* Task instructions *
Take from the listing each line that has the string "tree".

* Exercise input *

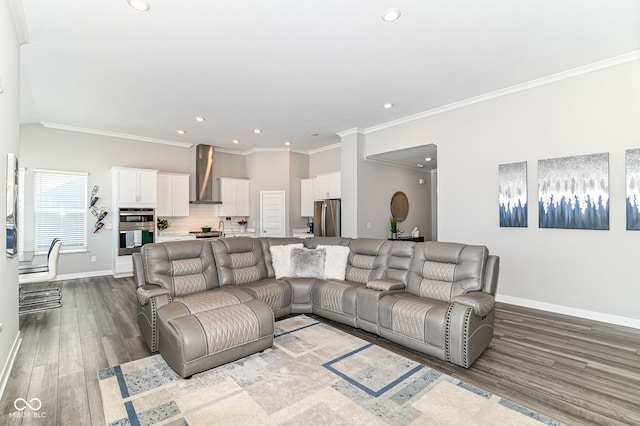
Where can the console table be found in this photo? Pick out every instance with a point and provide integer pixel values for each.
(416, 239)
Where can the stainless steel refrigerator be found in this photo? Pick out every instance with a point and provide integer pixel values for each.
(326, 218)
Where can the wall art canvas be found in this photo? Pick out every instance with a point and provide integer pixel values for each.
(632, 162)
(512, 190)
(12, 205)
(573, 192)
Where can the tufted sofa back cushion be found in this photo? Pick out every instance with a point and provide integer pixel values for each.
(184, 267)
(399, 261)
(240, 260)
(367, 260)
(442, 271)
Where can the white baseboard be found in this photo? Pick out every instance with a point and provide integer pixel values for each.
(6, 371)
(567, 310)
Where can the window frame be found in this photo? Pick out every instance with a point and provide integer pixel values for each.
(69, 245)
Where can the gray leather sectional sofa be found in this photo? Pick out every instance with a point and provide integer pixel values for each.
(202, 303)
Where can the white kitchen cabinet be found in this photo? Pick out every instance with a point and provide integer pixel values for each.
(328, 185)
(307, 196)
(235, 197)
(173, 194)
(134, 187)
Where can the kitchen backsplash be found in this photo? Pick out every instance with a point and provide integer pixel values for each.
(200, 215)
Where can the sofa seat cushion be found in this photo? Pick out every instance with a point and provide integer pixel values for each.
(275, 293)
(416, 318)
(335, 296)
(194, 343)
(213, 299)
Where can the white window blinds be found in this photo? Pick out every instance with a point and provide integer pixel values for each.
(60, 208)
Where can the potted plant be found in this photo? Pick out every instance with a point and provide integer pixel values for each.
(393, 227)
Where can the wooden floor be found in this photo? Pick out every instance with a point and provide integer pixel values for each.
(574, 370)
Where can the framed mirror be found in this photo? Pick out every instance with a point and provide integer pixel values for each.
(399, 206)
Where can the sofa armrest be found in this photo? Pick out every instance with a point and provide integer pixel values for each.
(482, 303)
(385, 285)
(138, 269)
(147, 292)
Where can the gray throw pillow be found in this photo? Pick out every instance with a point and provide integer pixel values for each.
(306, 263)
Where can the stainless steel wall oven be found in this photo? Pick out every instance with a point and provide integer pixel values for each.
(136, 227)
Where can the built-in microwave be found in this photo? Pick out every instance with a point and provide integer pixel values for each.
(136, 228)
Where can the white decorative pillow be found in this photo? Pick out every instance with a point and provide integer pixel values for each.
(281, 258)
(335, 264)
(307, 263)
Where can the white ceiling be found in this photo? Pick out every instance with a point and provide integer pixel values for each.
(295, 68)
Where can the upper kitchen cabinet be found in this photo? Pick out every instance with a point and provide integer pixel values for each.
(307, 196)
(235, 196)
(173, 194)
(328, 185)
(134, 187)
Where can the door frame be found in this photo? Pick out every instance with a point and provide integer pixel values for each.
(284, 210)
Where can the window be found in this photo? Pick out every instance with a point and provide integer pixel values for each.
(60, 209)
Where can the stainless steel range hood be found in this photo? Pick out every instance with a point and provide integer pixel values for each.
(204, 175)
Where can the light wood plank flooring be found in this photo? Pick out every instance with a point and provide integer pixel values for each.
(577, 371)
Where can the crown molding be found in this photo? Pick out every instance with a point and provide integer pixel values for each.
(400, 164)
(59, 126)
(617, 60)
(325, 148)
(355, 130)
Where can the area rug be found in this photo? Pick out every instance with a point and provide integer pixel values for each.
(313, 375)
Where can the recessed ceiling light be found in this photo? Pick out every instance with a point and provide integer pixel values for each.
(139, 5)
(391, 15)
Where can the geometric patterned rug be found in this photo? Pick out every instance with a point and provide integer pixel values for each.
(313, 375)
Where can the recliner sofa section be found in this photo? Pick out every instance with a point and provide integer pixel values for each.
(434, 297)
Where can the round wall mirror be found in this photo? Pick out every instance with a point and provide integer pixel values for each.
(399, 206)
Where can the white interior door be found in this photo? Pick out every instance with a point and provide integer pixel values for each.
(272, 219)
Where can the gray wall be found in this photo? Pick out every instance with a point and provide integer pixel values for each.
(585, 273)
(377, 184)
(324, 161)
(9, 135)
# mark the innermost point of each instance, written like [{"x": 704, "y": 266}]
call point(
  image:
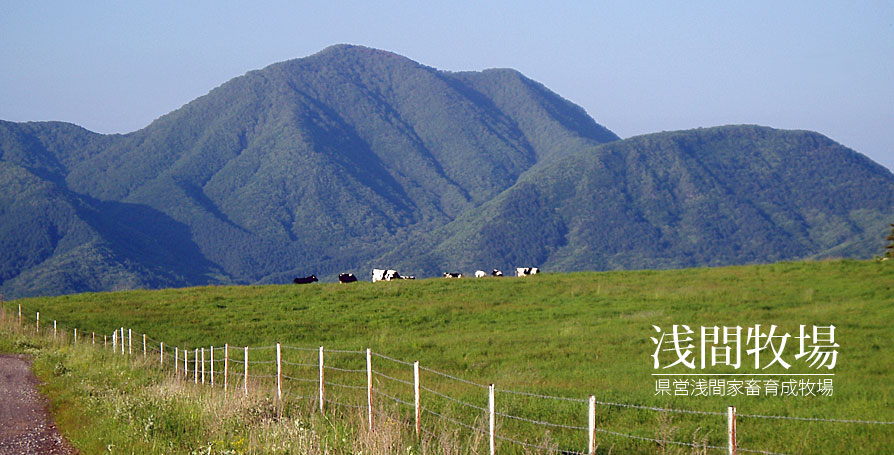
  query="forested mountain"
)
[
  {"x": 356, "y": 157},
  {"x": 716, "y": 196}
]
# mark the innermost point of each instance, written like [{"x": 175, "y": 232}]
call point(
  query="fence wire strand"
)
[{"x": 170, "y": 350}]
--
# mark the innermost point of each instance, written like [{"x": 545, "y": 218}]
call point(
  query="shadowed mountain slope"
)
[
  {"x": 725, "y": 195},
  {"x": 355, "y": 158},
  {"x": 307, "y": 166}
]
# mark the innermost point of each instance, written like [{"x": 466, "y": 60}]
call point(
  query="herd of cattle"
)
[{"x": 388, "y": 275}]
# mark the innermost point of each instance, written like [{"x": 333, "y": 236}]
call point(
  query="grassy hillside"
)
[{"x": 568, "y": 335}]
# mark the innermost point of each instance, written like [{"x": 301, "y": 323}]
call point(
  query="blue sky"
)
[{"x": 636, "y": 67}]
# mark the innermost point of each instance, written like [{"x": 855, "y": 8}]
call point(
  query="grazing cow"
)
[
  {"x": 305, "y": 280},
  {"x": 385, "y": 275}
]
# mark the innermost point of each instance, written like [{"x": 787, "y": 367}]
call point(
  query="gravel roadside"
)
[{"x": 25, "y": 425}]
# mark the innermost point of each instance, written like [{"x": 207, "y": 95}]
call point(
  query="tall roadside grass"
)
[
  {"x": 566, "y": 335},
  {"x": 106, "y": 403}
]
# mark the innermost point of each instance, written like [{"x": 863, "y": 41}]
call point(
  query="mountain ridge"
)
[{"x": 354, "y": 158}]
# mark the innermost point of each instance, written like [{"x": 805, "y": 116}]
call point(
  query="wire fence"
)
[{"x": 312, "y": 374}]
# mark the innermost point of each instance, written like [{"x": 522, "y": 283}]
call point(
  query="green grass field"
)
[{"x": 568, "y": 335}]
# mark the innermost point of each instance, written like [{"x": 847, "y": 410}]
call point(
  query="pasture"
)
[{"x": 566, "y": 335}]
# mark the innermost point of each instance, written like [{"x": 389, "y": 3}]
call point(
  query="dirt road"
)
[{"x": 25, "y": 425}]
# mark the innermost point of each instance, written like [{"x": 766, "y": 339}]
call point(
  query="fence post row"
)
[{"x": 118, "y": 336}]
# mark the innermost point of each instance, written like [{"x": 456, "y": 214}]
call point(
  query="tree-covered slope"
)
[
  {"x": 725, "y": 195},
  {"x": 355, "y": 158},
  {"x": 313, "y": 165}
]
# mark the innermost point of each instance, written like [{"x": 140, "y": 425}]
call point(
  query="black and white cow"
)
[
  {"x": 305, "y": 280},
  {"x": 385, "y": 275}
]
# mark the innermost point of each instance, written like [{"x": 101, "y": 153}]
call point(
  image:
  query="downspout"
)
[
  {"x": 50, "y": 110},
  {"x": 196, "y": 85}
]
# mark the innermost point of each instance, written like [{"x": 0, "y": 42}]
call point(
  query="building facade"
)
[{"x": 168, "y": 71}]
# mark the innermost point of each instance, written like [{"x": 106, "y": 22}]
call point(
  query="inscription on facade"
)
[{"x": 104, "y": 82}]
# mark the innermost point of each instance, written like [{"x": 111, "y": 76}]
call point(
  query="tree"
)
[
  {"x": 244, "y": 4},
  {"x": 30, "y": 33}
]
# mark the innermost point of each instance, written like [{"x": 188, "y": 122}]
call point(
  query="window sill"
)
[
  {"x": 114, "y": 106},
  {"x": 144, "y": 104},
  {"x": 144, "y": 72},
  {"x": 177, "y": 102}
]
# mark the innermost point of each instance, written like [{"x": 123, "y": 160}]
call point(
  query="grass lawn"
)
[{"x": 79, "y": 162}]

* Result *
  query="tree-covered slope"
  query="tree"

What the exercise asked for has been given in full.